=== Ausgewählter Textauszug ===

Das Bundesfinanzgericht hegt keine Bedenken, den Anzeigedaten des Parkraumüberwachungsorgans Glauben zu schenken, zumal kein Grund ersichtlich ist, weshalb es wahrheitswidrige Angaben machen sollte oder dass es den Bf durch seine Angaben zum Überwachungsvorgang hätte belasten wollen. Im Übrigen unterliegt das Überwachungsorgan auf Grund des von ihm abgelegten Diensteides der Wahrheitspflicht, sodass es im Falle der Verletzung dieser Pflicht straf- und dienstrechtliche Sanktionen treffen würden.

Nach der Judikatur des Verwaltungsgerichtshofes (, ) dient die Anzeige dem Beweis der Rechtsrichtigkeit der Meldungslegung und ist als taugliches Beweismittel anzusehen.

Informativ wird mitgeteilt, dass den Kontrollorganen für die Erfüllung der ihnen übertragenen Aufgaben PDA's zur Verfügung stehen. Mit diesen Geräten wird ua. überprüft, ob für das abgestellte Kraftfahrzeug über das M-Parking-System (Parken mit dem Handy) die Abgabe entrichtet wurde. Die Eingaben in die PDA's werden ständig über Datenfunk in die zentrale Datenbank der Magistratsabteilung 67 übertragen. Der Server wird permanent synchronisiert und der hierfür erforderliche Prozess laufend überwacht. Zum Beanstandungszeitpunkt wird die über einen Server bezogene Uhrzeit dem Kontrollorgan auf dem PDA-Gerät vorgegeben. Somit ist ein händisches Eingreifen oder ein Fehler durch den Mitarbeiter ausgeschlossen. Die Ausstellung des Abfragezeitpunktes des Kontrollorgans und die Bestätigung des elektronischen Parkscheins erfolgt vom selben Server. Im Fall einer Störung des Systems erfolgt eine Meldung an den Meldungsleger.

Das elektronische Parksystem berücksichtigt nur Stunden und Minuten, jedoch keine Sekunden. Es ist daher grundsätzlich möglich, dass für die selbe Minute die Meldung "kein Parkschein" erfolgen kann und auch ein Parkschein bestätigt wird. Dies ist jedoch nur dann möglich, wenn die Abfrage des Überwachungsorgans innerhalb dieser Minute vor der Bestätigung der Buchung des Parkenden erfolgt. Im umgekehrten Fall - also die Bestätigung der Buchung erfolgt innerhalb dieser Zeitspanne von einer Minute vor der Überwachungsanfrage des Parkorgans - würde das Parkraumüberwachungsorgan die Meldung mit den Daten des gebuchten Parkscheines erhalten.

=== Datenauszüge ===

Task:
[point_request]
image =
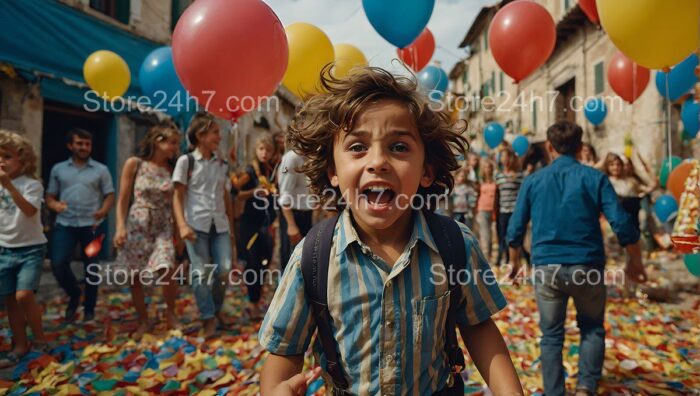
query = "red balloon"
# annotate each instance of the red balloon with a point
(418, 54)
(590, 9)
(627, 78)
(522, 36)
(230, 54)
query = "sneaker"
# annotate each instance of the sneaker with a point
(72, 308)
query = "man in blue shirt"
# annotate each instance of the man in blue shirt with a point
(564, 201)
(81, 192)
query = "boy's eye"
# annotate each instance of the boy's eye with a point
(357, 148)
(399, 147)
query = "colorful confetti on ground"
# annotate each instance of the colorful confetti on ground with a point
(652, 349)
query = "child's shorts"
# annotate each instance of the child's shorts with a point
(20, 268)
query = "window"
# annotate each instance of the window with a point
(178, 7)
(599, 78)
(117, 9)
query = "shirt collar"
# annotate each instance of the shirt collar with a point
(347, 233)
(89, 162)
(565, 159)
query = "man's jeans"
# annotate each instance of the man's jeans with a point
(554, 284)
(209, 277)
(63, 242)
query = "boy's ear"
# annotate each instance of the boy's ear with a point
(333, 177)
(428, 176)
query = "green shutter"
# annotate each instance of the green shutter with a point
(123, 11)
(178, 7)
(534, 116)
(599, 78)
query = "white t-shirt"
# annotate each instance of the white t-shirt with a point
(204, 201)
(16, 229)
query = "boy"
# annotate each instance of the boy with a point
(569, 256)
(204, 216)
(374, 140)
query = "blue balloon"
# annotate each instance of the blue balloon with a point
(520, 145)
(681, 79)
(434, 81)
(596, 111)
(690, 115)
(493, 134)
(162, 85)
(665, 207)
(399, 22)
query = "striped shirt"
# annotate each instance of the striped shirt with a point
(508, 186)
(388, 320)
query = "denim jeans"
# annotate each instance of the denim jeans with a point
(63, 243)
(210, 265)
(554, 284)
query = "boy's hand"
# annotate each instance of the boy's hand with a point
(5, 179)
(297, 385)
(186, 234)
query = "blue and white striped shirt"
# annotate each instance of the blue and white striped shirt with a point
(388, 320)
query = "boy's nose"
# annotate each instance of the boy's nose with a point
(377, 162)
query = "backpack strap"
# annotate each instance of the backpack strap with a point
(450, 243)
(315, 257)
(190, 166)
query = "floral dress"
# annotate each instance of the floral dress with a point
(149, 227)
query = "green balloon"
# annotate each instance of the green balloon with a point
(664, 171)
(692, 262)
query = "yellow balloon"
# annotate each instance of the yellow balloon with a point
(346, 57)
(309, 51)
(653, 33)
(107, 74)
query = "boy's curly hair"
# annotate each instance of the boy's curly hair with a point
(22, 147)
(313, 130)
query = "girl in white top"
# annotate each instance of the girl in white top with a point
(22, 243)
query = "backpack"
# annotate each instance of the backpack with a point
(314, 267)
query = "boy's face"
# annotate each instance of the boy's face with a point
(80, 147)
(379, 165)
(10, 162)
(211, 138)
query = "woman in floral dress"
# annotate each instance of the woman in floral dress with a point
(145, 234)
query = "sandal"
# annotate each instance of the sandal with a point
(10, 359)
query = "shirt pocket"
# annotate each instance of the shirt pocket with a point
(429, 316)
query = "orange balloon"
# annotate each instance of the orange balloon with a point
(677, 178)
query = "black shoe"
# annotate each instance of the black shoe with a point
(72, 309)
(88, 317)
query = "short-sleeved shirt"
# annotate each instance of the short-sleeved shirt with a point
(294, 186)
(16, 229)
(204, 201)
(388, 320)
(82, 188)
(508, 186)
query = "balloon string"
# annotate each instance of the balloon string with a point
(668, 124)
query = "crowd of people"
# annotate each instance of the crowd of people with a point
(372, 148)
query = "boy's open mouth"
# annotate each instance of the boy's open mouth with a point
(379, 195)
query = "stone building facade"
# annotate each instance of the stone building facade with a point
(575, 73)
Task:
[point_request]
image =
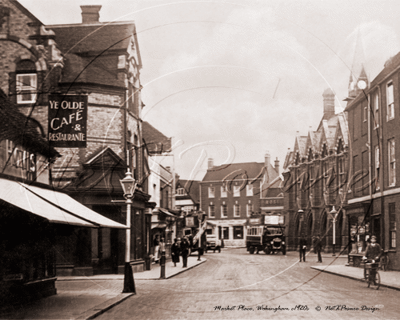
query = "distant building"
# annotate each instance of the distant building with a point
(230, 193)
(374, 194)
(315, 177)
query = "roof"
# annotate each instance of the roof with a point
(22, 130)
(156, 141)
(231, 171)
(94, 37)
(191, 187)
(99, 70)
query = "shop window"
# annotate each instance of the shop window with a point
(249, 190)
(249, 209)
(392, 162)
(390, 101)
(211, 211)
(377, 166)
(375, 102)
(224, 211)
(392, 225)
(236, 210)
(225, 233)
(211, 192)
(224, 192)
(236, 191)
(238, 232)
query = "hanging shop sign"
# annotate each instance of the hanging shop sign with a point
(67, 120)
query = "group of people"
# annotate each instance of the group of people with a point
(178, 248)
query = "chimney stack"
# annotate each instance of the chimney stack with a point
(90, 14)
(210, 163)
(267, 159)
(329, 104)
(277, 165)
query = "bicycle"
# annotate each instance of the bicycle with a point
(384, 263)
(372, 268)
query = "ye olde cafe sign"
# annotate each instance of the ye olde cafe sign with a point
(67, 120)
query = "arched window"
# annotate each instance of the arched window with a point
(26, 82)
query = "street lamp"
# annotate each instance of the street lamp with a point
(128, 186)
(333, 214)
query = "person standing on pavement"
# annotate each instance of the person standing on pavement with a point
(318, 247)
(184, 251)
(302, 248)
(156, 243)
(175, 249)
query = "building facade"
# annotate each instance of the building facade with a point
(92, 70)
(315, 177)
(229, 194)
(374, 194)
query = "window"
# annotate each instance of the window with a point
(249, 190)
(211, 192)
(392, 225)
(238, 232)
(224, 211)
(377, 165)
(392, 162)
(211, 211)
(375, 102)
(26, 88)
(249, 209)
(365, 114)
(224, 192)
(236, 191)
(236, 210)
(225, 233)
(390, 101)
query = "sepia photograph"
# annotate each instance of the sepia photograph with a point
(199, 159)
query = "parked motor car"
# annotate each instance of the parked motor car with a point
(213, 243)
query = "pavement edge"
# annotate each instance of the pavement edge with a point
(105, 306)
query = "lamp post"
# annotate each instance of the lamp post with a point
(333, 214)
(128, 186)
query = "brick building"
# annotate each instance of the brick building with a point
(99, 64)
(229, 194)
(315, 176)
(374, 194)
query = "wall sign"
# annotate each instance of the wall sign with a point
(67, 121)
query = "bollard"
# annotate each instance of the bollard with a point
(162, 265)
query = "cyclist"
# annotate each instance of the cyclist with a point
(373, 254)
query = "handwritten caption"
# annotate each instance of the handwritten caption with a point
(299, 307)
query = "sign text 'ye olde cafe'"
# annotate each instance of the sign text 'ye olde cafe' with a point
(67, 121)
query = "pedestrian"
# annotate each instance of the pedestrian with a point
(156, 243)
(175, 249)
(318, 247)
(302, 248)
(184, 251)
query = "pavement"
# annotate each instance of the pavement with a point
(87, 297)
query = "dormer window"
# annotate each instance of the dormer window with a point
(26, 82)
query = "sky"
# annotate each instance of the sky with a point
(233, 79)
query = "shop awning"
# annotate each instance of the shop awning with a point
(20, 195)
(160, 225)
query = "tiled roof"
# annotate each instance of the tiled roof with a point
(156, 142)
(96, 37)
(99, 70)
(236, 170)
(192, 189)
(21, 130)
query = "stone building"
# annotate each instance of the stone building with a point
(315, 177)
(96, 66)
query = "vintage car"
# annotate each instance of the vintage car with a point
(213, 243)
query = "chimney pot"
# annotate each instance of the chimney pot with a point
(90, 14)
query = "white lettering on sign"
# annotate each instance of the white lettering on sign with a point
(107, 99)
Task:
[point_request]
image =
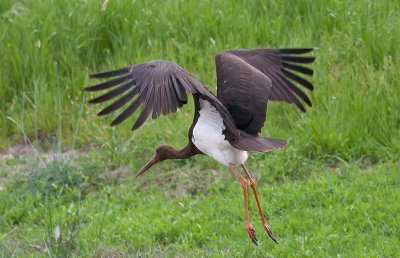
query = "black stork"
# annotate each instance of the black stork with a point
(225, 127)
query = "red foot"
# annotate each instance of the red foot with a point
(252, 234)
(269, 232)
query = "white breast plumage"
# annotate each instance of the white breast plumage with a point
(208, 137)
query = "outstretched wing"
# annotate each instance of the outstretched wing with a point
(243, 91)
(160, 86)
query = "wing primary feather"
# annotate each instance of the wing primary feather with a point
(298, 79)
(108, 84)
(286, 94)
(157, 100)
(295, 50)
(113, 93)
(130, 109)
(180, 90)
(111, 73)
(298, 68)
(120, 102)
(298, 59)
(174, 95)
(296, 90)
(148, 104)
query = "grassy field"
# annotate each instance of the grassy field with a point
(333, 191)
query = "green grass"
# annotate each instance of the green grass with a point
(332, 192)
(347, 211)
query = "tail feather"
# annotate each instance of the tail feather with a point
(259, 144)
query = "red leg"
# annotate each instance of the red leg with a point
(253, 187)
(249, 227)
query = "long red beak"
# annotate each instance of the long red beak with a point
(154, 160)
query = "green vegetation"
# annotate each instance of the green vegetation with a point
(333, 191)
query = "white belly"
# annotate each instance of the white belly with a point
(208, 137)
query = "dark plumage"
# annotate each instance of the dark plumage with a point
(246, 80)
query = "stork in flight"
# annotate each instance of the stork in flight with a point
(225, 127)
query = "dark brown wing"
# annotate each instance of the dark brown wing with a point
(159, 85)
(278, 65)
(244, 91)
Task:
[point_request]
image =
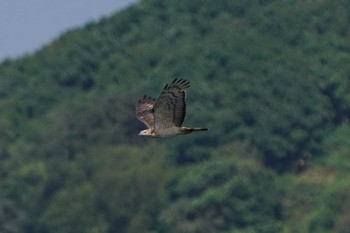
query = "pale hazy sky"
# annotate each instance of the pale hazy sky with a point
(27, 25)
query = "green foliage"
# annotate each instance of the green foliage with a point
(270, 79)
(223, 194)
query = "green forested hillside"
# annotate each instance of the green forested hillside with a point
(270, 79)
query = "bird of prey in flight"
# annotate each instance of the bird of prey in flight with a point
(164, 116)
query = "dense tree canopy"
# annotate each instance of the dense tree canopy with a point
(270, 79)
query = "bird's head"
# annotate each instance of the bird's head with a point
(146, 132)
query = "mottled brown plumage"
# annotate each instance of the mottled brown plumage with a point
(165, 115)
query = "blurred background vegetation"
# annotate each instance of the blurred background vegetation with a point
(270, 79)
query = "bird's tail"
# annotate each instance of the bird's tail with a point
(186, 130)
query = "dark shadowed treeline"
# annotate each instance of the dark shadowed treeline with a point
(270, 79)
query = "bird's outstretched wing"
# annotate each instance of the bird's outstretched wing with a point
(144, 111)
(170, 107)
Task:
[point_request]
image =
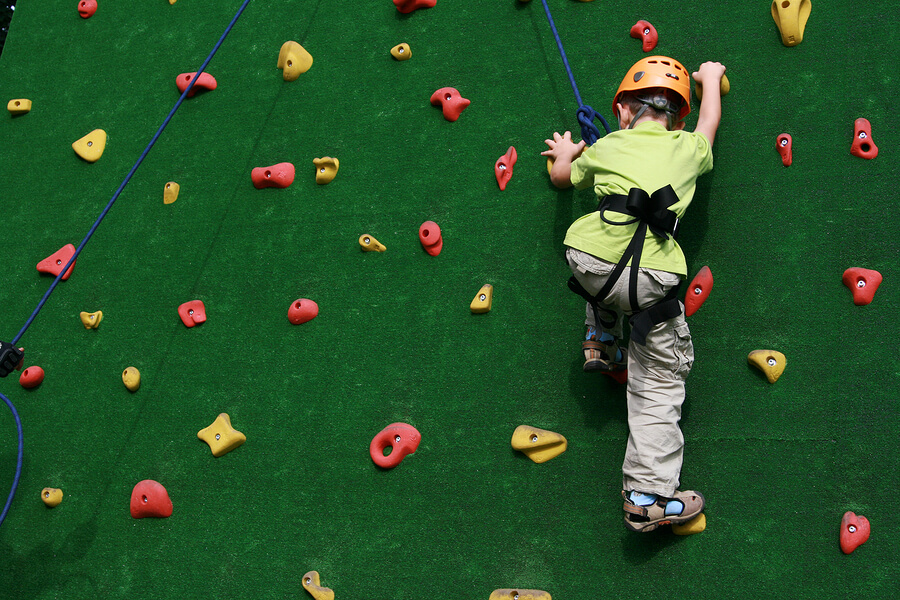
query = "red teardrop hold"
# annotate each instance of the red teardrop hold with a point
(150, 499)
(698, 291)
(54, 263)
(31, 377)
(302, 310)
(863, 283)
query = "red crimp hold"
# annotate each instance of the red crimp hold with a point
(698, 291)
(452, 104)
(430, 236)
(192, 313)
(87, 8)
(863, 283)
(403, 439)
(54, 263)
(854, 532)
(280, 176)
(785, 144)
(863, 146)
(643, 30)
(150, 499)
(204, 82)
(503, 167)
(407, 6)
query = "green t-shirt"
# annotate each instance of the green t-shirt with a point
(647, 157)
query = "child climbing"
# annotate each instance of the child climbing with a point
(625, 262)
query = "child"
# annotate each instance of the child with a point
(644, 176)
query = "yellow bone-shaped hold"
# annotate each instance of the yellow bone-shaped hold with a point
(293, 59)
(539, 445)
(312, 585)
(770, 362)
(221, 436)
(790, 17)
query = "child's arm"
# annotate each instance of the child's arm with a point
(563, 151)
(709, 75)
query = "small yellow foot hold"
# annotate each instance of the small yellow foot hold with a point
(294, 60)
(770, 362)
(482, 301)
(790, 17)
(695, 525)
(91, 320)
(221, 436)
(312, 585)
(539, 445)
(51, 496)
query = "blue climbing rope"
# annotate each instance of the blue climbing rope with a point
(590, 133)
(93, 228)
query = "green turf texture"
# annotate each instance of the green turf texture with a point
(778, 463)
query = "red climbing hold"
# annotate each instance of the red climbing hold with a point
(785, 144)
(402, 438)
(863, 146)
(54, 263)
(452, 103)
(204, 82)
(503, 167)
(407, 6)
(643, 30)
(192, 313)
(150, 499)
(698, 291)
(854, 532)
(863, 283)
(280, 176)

===

**Zu erledigende Aufgaben:**
A - Welche Zeitangaben berücksichtigt das elektronische Parksystem laut dem Textauszug zur Parkraumüberwachung?
B - Gib aus dem Textauszug zur Parkraumüberwachung alles von „Das elektronische Parksystem“ bis hinunter zu „gebuchten Parkscheines erhalten.“ wieder und benenne dabei „Parksystem“ in „Abrechnungssystem“ um.

**Ergebnisse je Aufgabe:**
A - Nur Stunden und Minuten, jedoch keine Sekunden.

B -
Das elektronische Abrechnungssystem berücksichtigt nur Stunden und Minuten, jedoch keine Sekunden. Es ist daher grundsätzlich möglich, dass für die selbe Minute die Meldung "kein Parkschein" erfolgen kann und auch ein Parkschein bestätigt wird. Dies ist jedoch nur dann möglich, wenn die Abfrage des Überwachungsorgans innerhalb dieser Minute vor der Bestätigung der Buchung des Parkenden erfolgt. Im umgekehrten Fall - also die Bestätigung der Buchung erfolgt innerhalb dieser Zeitspanne von einer Minute vor der Überwachungsanfrage des Parkorgans - würde das Parkraumüberwachungsorgan die Meldung mit den Daten des gebuchten Parkscheines erhalten.